DATASET RECORDS:
···

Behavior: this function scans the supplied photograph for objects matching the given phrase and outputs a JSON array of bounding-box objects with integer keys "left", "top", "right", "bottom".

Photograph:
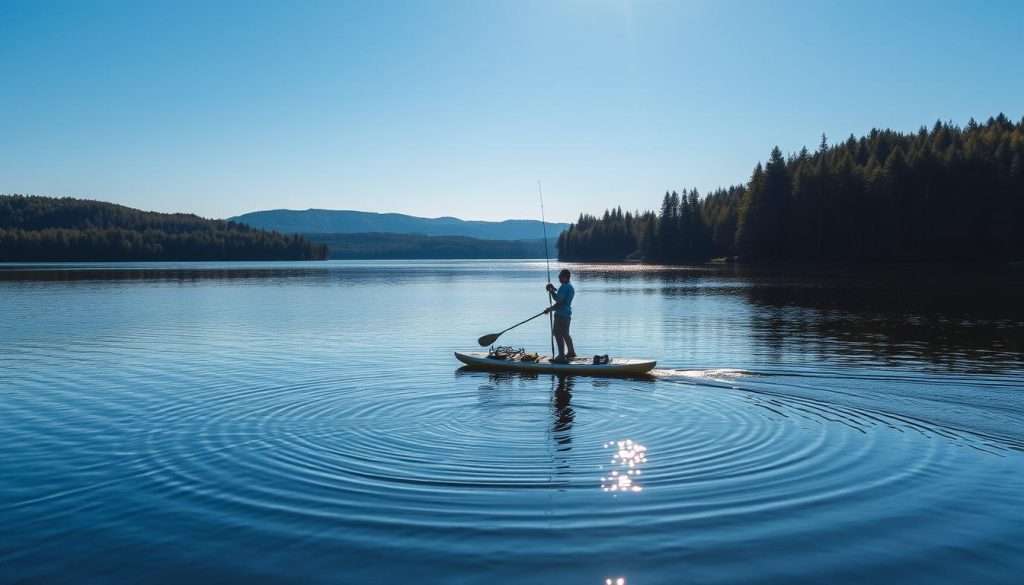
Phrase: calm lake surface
[{"left": 0, "top": 260, "right": 1024, "bottom": 585}]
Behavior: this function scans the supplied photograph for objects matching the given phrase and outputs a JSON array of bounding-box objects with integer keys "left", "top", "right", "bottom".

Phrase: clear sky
[{"left": 0, "top": 0, "right": 1024, "bottom": 220}]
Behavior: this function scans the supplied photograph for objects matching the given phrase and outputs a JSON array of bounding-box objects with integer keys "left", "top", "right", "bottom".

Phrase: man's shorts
[{"left": 551, "top": 315, "right": 572, "bottom": 337}]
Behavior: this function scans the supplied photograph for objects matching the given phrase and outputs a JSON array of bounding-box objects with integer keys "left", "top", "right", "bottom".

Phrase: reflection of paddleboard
[{"left": 455, "top": 351, "right": 657, "bottom": 376}]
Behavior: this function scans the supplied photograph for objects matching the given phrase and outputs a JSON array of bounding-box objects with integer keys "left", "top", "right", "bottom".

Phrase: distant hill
[
  {"left": 0, "top": 195, "right": 327, "bottom": 262},
  {"left": 305, "top": 234, "right": 555, "bottom": 260},
  {"left": 229, "top": 209, "right": 568, "bottom": 240}
]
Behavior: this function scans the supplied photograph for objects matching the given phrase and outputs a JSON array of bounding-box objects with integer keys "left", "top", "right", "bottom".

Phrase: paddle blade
[{"left": 476, "top": 333, "right": 501, "bottom": 347}]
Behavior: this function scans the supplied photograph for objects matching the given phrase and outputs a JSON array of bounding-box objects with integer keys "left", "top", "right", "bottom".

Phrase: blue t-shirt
[{"left": 555, "top": 283, "right": 575, "bottom": 317}]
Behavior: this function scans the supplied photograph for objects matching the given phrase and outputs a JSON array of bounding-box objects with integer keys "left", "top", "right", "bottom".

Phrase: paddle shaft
[
  {"left": 498, "top": 309, "right": 548, "bottom": 335},
  {"left": 537, "top": 181, "right": 555, "bottom": 356}
]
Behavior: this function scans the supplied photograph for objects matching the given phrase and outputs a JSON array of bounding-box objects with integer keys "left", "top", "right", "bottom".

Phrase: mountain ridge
[{"left": 227, "top": 208, "right": 568, "bottom": 240}]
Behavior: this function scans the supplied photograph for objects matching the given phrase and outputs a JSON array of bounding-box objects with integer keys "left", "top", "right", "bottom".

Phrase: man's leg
[
  {"left": 554, "top": 315, "right": 567, "bottom": 358},
  {"left": 558, "top": 319, "right": 575, "bottom": 358}
]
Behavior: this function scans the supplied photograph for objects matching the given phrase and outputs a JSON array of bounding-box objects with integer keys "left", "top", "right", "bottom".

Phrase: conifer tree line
[
  {"left": 558, "top": 114, "right": 1024, "bottom": 263},
  {"left": 0, "top": 195, "right": 327, "bottom": 261}
]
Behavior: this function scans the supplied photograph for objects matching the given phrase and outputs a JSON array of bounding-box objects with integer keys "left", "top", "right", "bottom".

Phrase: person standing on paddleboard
[{"left": 544, "top": 268, "right": 575, "bottom": 363}]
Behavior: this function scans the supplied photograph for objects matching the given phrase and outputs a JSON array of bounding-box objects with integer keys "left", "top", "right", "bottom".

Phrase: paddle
[{"left": 476, "top": 309, "right": 547, "bottom": 347}]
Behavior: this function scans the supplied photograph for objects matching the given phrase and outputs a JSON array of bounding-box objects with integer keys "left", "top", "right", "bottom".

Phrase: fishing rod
[{"left": 537, "top": 180, "right": 555, "bottom": 358}]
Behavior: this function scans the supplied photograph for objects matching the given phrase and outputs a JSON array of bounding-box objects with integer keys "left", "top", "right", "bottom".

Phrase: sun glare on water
[{"left": 601, "top": 438, "right": 647, "bottom": 492}]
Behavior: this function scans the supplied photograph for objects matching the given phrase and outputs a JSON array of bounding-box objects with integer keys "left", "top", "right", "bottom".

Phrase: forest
[
  {"left": 0, "top": 195, "right": 327, "bottom": 262},
  {"left": 557, "top": 114, "right": 1024, "bottom": 263}
]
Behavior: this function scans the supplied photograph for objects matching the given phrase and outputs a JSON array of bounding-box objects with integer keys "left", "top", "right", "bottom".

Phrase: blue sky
[{"left": 0, "top": 0, "right": 1024, "bottom": 220}]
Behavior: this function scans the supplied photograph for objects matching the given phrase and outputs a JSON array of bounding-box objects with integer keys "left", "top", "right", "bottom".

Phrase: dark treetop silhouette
[{"left": 558, "top": 114, "right": 1024, "bottom": 263}]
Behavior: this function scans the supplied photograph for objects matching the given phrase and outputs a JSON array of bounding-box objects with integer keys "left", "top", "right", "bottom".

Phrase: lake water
[{"left": 0, "top": 261, "right": 1024, "bottom": 585}]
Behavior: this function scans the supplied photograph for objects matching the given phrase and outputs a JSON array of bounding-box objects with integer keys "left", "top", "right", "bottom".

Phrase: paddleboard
[{"left": 455, "top": 351, "right": 657, "bottom": 376}]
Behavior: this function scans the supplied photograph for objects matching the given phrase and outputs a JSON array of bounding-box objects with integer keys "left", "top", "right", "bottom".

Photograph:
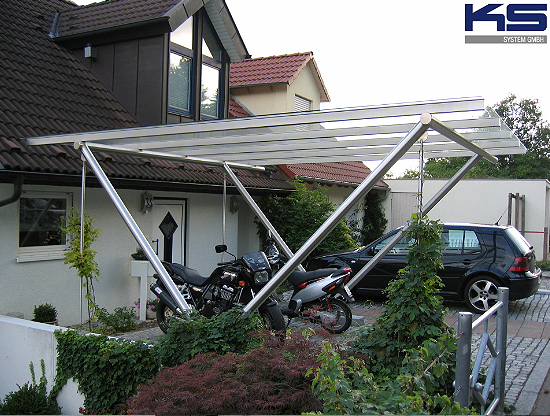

···

TO DO: Tally the lines in the records above that contain the string "paddleboard", and give only that number.

TASK SOLUTION: 3